=== TO BE DONE ===
Write out the full set of records below exactly.

Dataset excerpt
'''

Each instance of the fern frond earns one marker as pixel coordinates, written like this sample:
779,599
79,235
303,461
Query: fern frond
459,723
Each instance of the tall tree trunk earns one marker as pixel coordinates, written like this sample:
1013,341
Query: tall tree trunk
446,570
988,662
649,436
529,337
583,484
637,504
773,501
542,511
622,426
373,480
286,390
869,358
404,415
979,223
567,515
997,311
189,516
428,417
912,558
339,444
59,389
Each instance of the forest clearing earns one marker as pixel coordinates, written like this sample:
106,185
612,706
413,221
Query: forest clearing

'''

=== FINAL RESULT ===
Each instance of the fern frond earns one marker as pixel coordinates, written like this sample:
779,599
79,235
303,461
Query: fern frond
459,723
Each instance of the tall tree trunk earns one marker as pixel coordinates, written like this sample:
1013,341
Query: tall tree trunk
446,570
988,662
649,436
529,337
583,484
637,504
773,501
542,511
622,426
373,480
286,390
869,358
404,415
979,223
567,515
997,311
189,516
428,417
912,558
339,444
59,389
Each instance of the forest clearing earns one marker as pixel coordinates, written like this sample:
106,185
612,706
413,221
Query: forest clearing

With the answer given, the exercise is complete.